### Exercise objective
Please retype each record exactly as it stands below.

[Data records]
Content starts

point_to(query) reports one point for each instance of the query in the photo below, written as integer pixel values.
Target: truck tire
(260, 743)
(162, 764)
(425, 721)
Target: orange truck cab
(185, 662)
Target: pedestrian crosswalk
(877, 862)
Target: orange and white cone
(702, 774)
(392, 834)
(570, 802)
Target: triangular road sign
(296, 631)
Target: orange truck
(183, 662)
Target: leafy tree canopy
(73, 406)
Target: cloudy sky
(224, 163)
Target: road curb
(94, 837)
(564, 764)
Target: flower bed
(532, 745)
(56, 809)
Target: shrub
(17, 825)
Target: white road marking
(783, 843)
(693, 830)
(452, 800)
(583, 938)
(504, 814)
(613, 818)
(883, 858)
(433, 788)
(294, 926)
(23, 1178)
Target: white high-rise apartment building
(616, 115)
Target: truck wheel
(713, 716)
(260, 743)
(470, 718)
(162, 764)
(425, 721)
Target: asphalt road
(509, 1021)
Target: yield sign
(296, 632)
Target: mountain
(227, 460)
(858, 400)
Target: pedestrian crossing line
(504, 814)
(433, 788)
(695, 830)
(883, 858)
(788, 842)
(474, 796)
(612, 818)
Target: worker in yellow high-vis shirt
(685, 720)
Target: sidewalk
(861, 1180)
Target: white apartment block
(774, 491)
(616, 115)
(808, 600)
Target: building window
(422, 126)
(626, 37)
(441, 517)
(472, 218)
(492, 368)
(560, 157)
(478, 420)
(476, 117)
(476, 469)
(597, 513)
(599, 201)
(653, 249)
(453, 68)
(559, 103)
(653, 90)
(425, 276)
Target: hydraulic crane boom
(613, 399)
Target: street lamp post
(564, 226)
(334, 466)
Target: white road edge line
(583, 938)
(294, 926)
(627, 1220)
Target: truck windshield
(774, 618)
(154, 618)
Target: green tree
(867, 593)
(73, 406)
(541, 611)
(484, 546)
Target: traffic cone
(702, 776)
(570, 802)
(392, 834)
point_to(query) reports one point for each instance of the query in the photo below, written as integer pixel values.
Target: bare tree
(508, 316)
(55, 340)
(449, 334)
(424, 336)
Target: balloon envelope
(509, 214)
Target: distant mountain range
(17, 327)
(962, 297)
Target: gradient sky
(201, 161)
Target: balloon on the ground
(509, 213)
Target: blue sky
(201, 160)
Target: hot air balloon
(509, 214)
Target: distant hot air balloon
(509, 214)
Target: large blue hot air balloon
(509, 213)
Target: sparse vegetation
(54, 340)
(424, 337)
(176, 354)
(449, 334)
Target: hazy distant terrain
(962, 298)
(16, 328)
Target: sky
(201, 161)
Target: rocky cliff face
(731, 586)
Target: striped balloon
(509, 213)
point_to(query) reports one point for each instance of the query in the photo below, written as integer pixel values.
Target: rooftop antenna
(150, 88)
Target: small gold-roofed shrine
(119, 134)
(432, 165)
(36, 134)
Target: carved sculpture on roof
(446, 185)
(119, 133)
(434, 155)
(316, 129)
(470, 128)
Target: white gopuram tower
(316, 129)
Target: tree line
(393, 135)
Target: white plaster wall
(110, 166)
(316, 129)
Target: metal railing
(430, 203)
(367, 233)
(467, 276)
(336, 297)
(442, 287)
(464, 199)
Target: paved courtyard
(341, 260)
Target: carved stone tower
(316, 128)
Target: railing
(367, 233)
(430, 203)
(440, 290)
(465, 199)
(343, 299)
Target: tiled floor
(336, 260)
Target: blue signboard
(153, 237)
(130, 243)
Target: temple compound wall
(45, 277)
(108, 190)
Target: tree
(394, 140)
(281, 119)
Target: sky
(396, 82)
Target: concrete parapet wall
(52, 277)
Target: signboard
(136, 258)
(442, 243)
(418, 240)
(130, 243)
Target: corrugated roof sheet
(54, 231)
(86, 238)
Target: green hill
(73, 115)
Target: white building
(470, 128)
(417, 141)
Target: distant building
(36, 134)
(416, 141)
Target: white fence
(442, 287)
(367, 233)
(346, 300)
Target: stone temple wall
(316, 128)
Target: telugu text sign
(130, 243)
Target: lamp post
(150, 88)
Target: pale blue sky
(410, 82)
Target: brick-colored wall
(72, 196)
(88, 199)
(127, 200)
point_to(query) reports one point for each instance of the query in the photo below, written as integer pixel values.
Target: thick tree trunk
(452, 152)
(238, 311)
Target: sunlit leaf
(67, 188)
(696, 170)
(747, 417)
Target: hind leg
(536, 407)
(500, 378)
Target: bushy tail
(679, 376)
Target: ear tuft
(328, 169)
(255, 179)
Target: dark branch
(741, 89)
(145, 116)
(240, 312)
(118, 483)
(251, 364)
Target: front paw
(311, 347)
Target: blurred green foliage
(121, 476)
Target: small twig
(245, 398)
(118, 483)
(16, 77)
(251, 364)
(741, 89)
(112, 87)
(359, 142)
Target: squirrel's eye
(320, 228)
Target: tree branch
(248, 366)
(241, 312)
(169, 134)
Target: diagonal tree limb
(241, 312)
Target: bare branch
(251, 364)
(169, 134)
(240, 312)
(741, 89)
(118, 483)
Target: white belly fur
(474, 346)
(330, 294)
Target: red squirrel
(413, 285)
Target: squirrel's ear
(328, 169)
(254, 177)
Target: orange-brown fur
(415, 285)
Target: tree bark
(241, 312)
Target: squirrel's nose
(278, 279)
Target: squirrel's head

Content ends

### Expected answer
point_to(query) reports one point for each instance of the query in the photo below, written as integer pixel values.
Target: truck tire
(260, 743)
(162, 764)
(425, 721)
Target: orange truck cab
(185, 662)
Target: pedestrian crosswalk
(877, 862)
Target: orange and white cone
(702, 774)
(392, 834)
(570, 802)
Target: triangular road sign
(296, 631)
Target: orange truck
(183, 662)
Target: leafy tree canopy
(73, 406)
Target: cloudy sky
(224, 163)
Target: road curb
(94, 837)
(564, 764)
Target: flower bed
(532, 745)
(56, 809)
Target: shrub
(17, 825)
Target: white road marking
(783, 843)
(693, 830)
(452, 800)
(583, 938)
(504, 814)
(613, 818)
(883, 858)
(433, 788)
(294, 926)
(23, 1178)
Target: white high-rise apartment building
(616, 115)
Target: truck wheel
(713, 716)
(260, 743)
(470, 718)
(162, 764)
(425, 721)
Target: asphalt road
(509, 1021)
Target: yield sign
(296, 632)
Target: mountain
(227, 460)
(858, 400)
Target: pedestrian crossing line
(504, 814)
(433, 788)
(695, 830)
(883, 858)
(788, 842)
(474, 796)
(612, 818)
Target: worker in yellow high-vis shirt
(685, 720)
Target: sidewalk
(861, 1180)
Target: white apartment block
(774, 491)
(616, 115)
(808, 600)
Target: building window
(422, 126)
(626, 37)
(441, 517)
(472, 218)
(492, 368)
(560, 157)
(478, 420)
(476, 117)
(476, 469)
(597, 513)
(599, 201)
(653, 249)
(453, 68)
(559, 103)
(653, 90)
(425, 276)
Target: hydraulic crane boom
(613, 399)
Target: street lamp post
(564, 226)
(334, 466)
Target: white road edge line
(583, 938)
(294, 926)
(627, 1220)
Target: truck windshield
(774, 618)
(154, 618)
Target: green tree
(867, 593)
(73, 406)
(541, 611)
(484, 546)
Target: traffic cone
(702, 776)
(570, 802)
(392, 834)
point_to(query) reports one point for each instance of the query in the photo below, written as integer pixel values.
Target: bare tree
(508, 316)
(55, 340)
(449, 334)
(424, 336)
Target: balloon envelope
(509, 214)
Target: distant mountain range
(17, 327)
(962, 297)
Target: gradient sky
(201, 161)
Target: balloon on the ground
(509, 213)
Target: blue sky
(201, 160)
Target: hot air balloon
(509, 214)
Target: distant hot air balloon
(509, 214)
Target: large blue hot air balloon
(509, 213)
Target: sparse vegetation
(54, 340)
(424, 337)
(176, 354)
(449, 334)
Target: hazy distant terrain
(962, 298)
(16, 328)
Target: sky
(201, 161)
Target: rocky cliff face
(731, 586)
Target: striped balloon
(509, 213)
point_to(query) reports one point for each instance of the query in the photo below, written as integer pixel values.
Target: rooftop antenna
(150, 88)
Target: small gold-roofed shrine
(119, 134)
(432, 165)
(36, 134)
Target: carved sculpture on roof
(446, 185)
(119, 133)
(434, 155)
(316, 129)
(470, 128)
Target: white gopuram tower
(316, 129)
Target: tree line
(393, 135)
Target: white plaster wall
(110, 166)
(316, 129)
Target: metal railing
(430, 203)
(367, 233)
(467, 276)
(336, 297)
(442, 287)
(464, 199)
Target: paved courtyard
(341, 260)
Target: carved stone tower
(316, 128)
Target: railing
(367, 233)
(430, 203)
(440, 290)
(465, 199)
(343, 299)
Target: tiled floor
(336, 260)
Target: blue signboard
(153, 237)
(130, 243)
Target: temple compound wall
(45, 277)
(108, 190)
Target: tree
(394, 140)
(281, 119)
Target: sky
(396, 82)
Target: concrete parapet wall
(52, 277)
Target: signboard
(136, 258)
(442, 243)
(418, 240)
(130, 243)
Target: corrugated roof sheet
(54, 231)
(86, 238)
Target: green hill
(73, 115)
Target: white building
(470, 128)
(417, 141)
Target: distant building
(36, 134)
(416, 141)
Target: white fence
(442, 287)
(367, 233)
(346, 300)
Target: stone temple wall
(316, 128)
Target: telugu text sign
(130, 243)
Target: lamp post
(150, 88)
Target: pale blue sky
(410, 82)
Target: brick-colored wall
(72, 196)
(88, 199)
(127, 200)
point_to(query) reports one point for each instance of the query in the photo below, written as integer pixel values.
Target: thick tree trunk
(452, 152)
(238, 311)
Target: sunlit leaf
(67, 188)
(696, 170)
(747, 417)
Target: hind leg
(536, 407)
(500, 378)
Target: bushy tail
(679, 376)
Target: ear tuft
(328, 169)
(255, 179)
Target: dark branch
(741, 89)
(145, 116)
(240, 312)
(118, 483)
(251, 364)
Target: front paw
(311, 347)
Target: blurred green foliage
(121, 476)
Target: small twig
(245, 398)
(118, 483)
(16, 77)
(251, 364)
(741, 89)
(112, 87)
(359, 142)
Target: squirrel's eye
(320, 228)
Target: tree branch
(248, 366)
(241, 312)
(169, 134)
Target: diagonal tree limb
(241, 312)
Target: bare branch
(251, 364)
(169, 134)
(240, 312)
(741, 89)
(118, 483)
Target: white belly fur
(474, 346)
(330, 294)
Target: red squirrel
(413, 285)
Target: squirrel's ear
(328, 169)
(254, 177)
Target: orange-brown fur
(415, 285)
Target: tree bark
(241, 312)
Target: squirrel's nose
(278, 279)
Target: squirrel's head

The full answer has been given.